Главная вещь и принадлежность

Если несколько самостоятельных вещей складываются, ввиду какой-нибудь хозяйственной цели, в единство, то главной вещью называют ту, которая существует сама по себе и составляет непосредственный предмет юридического отношения, устанавливаемого в совокупности данных вещей, тогда как принадлежностью будет та вещь, которая служит лишь в помощь главной вещи и дополняет ее, вступая в то же юридическое отношение не непосредственно, а в силу своей связи с главной вещью.

Отсюда видно, что отношение между главной вещью и ее принадлежностью есть вид объединения существующих самостоятельно вещей, который отличается самостоятельностью своих единиц от состава вещи, поглощающего эти единицы, и подчинением одной вещи другой от рассмотренных выше видов объединения также самостоятельных вещей, из которых, однако, ни одна не подчинена другой, и все одинаково самостоятельны (это – так назыв. совокупности вещей)[1].

Идея настоящего различия в вещах лежит в том, что одна вещь, присоединяясь к другой, служит хозяйственной цели этой последней и увеличивает ее ценность. Право содействует экономической, как и всякой иной культуре общества, и не может поэтому не признать и не регулировать и этот вид объединения вещей, подымающий экономическую культуру и имеющий объективное основание.

Это значит, что отношение между главной вещью и ее принадлежностью не вызывается исключительно субъективным усмотрением, а определяется целью права, которая не противится и здесь распоряжениям частной воли, но если таких распоряжений не сделано, то выражается в объективных нормах или предписаниях суду руководствоваться и в этом вопросе воззрениями гражданского оборота.

Поэтому понятия главной вещи и принадлежности, наравне с понятиями совокупности и состава вещей, не только субъективны, но и подчинены определениям объективного права и воззрениям гражданского оборота[2].

Понятия главной вещи и принадлежности предполагают связанность вещей, вытекающую из фактического служения одних из них другим, и имеют уже поэтому, рядом с субъективным, и объективное основание. В теории и практике “общего права” Германии господствовал другой взгляд, по которому одна вещь могла быть произвольно сделана принадлежностью другой и без фактической связи с этой последней.

Принадлежности разделялись на “законные” (презумптивные) и “произвольные”, и объективные качества вещи явно смешивались с субъективными определениями ее назначения путем юридических сделок.

Сделанные при продаже, залоге или завещании указания на подчинение одних вещей другим в смысле следования тех и других одной и той же судьбе не дают первым качества принадлежностей последних – по крайней мере, за пределами данной сделки. Иначе нормы, созданные для принадлежностей, были бы применены к отношениям, на которые они не рассчитаны.

* Материал для задания

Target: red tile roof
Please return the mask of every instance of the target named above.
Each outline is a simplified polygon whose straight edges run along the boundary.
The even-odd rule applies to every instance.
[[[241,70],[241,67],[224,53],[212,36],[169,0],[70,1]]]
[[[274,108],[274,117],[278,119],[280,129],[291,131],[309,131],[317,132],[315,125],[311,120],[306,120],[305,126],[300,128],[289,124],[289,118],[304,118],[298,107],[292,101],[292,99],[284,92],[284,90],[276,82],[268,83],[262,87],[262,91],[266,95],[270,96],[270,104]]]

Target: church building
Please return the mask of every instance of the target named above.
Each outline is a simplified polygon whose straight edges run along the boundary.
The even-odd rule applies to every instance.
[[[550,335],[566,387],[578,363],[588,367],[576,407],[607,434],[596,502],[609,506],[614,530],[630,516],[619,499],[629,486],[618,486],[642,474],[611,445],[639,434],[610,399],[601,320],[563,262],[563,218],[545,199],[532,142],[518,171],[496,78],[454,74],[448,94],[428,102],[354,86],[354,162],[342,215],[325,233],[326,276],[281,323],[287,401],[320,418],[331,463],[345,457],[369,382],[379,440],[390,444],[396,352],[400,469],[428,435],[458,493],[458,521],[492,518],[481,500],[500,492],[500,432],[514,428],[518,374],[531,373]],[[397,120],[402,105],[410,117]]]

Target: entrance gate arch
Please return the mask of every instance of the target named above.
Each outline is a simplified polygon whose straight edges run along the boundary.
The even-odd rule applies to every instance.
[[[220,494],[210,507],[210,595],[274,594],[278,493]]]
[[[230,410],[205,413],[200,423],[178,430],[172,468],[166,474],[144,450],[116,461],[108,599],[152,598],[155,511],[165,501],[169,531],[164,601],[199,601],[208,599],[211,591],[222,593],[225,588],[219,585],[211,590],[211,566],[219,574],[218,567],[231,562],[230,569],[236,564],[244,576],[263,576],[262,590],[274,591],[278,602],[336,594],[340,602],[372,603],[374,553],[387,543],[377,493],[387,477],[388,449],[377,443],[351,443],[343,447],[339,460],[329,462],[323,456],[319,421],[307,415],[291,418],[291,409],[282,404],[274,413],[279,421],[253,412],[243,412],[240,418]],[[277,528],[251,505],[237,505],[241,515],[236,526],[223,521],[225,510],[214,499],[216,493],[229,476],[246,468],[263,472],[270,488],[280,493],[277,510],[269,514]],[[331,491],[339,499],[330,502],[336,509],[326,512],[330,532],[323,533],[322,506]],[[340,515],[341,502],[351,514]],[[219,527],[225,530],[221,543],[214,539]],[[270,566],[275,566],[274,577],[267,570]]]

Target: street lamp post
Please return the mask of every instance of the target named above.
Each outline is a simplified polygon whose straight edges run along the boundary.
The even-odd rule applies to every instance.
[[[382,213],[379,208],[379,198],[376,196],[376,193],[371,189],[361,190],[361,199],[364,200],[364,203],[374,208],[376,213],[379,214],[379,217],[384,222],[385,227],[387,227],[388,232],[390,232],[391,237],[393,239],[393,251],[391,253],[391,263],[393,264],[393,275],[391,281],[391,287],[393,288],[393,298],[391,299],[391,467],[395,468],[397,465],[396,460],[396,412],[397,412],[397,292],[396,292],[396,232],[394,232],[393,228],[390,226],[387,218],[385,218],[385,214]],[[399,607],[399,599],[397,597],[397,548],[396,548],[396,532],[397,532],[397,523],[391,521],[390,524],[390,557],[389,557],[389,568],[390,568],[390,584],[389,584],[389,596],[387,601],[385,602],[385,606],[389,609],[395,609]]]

* Что нужно сделать
A) Воспроизведите без изменений фрагмент текста о главной вещи и принадлежности, начиная со слов «Понятия главной вещи и принадлежности предполагают» и до слов «с этой последней.» включительно.
B) Замените в записях «mask» на «segmentation mask» в строках, начиная со строки с «Target: entrance gate arch» и до строки с «[[[220,494],[210,507],[210,595],[274,594],[278,493]]]» включительно. Приведите только эти строки, оставив всё остальное в них без изменений.

* Ожидаемые ответы
A)
Понятия главной вещи и принадлежности предполагают связанность вещей, вытекающую из фактического служения одних из них другим, и имеют уже поэтому, рядом с субъективным, и объективное основание. В теории и практике “общего права” Германии господствовал другой взгляд, по которому одна вещь могла быть произвольно сделана принадлежностью другой и без фактической связи с этой последней.

B)
Target: entrance gate arch
Please return the segmentation mask of every instance of the target named above.
Each outline is a simplified polygon whose straight edges run along the boundary.
The even-odd rule applies to every instance.
[[[220,494],[210,507],[210,595],[274,594],[278,493]]]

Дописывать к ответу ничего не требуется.